[WHAT YOU HAVE TO DO] Check every line of the data below for the word "tree". Copy the ones that have it.

[LISTED RECORDS]

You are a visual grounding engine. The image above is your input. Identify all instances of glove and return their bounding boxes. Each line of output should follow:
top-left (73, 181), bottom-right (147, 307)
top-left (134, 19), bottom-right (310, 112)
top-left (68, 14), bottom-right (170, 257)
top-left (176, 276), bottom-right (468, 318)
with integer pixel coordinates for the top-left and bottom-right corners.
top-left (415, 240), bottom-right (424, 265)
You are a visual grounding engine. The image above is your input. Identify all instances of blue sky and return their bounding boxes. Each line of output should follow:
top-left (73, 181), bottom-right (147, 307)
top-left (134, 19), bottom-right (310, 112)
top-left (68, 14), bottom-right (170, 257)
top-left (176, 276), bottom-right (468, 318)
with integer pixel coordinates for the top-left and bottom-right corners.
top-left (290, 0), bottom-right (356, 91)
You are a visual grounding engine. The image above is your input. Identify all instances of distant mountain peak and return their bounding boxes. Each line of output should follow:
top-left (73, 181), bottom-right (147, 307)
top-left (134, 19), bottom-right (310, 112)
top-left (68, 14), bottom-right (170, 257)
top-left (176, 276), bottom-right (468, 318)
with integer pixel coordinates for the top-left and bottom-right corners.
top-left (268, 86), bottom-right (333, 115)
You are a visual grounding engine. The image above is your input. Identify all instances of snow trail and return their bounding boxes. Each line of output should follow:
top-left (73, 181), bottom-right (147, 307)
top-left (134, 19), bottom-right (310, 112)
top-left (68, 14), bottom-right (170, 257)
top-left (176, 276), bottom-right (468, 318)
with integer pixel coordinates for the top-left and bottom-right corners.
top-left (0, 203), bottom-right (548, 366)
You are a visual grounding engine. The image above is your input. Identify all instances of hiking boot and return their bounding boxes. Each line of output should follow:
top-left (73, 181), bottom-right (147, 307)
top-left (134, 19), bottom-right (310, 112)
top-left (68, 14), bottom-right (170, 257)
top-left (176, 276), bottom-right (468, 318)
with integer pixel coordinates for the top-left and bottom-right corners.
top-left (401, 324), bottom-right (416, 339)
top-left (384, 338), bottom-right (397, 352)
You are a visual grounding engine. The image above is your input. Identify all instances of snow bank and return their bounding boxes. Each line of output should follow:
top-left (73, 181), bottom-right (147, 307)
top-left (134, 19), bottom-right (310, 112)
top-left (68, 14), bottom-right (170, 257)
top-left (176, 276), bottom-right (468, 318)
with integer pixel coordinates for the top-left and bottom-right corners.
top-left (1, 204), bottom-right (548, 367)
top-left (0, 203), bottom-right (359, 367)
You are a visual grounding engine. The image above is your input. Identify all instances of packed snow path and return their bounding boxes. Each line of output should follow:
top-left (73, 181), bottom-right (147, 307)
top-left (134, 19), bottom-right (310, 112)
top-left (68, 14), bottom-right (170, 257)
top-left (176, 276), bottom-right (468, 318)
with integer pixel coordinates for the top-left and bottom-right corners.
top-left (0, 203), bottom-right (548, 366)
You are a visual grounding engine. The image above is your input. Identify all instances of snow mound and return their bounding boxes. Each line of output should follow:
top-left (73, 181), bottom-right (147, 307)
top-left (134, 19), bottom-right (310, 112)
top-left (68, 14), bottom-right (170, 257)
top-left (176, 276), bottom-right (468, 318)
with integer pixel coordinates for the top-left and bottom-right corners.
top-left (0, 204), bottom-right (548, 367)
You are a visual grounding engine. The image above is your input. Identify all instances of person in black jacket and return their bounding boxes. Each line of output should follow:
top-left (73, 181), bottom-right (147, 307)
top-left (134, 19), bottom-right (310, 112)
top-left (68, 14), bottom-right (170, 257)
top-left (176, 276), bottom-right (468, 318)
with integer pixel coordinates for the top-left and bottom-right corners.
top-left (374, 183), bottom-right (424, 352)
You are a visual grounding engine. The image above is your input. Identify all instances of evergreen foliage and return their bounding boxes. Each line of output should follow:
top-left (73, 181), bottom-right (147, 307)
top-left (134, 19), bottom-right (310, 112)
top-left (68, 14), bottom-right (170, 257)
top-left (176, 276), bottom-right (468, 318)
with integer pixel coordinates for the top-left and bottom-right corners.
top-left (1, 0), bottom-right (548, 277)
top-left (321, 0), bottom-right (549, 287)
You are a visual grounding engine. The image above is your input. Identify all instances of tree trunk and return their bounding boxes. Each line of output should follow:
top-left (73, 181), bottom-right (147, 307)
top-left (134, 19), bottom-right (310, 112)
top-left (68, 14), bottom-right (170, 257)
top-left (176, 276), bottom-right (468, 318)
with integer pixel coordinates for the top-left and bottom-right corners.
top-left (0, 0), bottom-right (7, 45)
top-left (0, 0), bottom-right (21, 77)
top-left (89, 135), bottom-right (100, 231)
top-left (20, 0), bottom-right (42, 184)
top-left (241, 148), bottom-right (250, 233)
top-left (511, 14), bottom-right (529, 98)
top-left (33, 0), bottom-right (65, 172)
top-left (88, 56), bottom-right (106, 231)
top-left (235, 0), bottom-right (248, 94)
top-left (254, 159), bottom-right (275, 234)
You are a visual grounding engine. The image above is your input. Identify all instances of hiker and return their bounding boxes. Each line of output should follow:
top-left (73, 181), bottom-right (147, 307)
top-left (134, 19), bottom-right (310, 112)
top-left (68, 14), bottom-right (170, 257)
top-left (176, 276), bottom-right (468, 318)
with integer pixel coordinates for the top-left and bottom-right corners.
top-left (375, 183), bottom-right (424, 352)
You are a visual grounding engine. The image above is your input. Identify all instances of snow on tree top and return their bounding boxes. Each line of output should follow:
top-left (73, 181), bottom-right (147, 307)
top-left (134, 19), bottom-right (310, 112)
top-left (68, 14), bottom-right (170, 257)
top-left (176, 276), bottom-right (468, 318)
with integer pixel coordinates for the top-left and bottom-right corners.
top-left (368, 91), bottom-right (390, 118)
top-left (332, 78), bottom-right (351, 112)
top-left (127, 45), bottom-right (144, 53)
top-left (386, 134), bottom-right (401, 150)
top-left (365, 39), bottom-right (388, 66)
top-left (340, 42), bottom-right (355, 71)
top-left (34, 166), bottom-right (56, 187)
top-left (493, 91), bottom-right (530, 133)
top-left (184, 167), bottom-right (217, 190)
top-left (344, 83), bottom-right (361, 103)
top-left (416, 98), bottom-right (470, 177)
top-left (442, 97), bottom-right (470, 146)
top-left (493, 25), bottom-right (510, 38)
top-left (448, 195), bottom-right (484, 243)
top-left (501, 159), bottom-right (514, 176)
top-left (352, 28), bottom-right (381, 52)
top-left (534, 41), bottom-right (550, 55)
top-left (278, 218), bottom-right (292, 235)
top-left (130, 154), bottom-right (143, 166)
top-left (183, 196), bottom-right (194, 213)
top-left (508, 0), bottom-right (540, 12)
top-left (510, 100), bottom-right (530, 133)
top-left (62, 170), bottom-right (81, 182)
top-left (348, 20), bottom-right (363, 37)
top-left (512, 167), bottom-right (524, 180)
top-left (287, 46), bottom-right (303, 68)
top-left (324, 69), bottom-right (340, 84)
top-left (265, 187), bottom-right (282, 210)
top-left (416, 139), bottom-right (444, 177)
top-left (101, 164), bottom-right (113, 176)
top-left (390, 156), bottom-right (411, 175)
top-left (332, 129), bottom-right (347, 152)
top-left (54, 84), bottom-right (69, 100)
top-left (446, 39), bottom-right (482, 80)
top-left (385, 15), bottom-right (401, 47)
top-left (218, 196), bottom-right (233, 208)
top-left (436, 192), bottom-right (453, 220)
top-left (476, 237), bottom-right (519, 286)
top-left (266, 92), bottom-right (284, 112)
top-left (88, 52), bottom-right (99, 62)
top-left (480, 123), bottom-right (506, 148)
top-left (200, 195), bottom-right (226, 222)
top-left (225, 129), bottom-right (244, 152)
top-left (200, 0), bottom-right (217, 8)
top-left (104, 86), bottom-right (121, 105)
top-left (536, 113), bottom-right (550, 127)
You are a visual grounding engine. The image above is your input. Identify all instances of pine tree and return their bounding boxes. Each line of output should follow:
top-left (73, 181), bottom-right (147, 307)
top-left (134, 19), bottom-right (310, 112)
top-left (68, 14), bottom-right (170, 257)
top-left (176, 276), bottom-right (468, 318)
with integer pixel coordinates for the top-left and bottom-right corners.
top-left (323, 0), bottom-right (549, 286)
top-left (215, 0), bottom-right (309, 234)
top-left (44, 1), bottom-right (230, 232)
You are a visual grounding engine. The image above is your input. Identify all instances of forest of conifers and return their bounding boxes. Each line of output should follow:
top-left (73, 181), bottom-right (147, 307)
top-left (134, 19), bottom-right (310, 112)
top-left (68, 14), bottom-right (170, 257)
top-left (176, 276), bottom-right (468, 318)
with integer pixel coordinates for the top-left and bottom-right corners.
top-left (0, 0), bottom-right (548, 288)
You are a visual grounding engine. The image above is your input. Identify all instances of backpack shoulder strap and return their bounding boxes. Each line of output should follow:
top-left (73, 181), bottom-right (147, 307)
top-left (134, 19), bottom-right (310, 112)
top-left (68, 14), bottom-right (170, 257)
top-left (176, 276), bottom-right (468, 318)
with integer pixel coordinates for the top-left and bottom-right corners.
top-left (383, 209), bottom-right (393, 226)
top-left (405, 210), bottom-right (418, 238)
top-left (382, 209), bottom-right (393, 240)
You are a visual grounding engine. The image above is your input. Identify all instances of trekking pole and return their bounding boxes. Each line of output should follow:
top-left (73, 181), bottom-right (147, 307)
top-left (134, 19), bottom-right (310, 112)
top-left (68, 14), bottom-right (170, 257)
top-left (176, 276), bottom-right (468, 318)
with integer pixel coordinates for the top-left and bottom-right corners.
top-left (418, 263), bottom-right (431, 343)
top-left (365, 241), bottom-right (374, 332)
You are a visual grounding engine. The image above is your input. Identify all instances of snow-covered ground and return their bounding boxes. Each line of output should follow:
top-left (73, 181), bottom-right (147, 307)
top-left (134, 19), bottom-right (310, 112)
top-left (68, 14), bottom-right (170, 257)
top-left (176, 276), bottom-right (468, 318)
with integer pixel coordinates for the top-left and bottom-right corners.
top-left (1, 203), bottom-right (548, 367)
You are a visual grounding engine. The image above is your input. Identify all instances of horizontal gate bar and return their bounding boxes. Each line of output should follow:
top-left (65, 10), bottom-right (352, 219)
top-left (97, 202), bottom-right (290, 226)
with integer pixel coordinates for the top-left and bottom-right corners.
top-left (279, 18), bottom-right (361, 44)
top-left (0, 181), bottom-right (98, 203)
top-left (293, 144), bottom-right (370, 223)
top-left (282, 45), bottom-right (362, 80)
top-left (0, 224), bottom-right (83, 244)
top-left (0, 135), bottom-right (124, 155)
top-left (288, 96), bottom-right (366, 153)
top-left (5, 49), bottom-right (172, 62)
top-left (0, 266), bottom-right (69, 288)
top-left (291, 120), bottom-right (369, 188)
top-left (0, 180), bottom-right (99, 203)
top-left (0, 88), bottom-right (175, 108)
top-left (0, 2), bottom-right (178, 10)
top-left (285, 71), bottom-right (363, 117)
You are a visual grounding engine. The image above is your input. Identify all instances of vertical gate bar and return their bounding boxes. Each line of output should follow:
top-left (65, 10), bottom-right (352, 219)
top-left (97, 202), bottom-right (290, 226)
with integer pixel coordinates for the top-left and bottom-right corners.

[RESULT OF THE TASK]
You are a visual grounding engine. The image above is your input. Identify all instances of tree trunk and return their bounding boxes. Each line of output should follow:
You are a visual grounding engine. The image above is your input. Identify all instances of snow on tree top and return their bounding boxes. Each line of output should follow:
You are a visual grounding engine. The image above is your input. Identify all instances of pine tree and return their bounding boxes. Each line of output should follow:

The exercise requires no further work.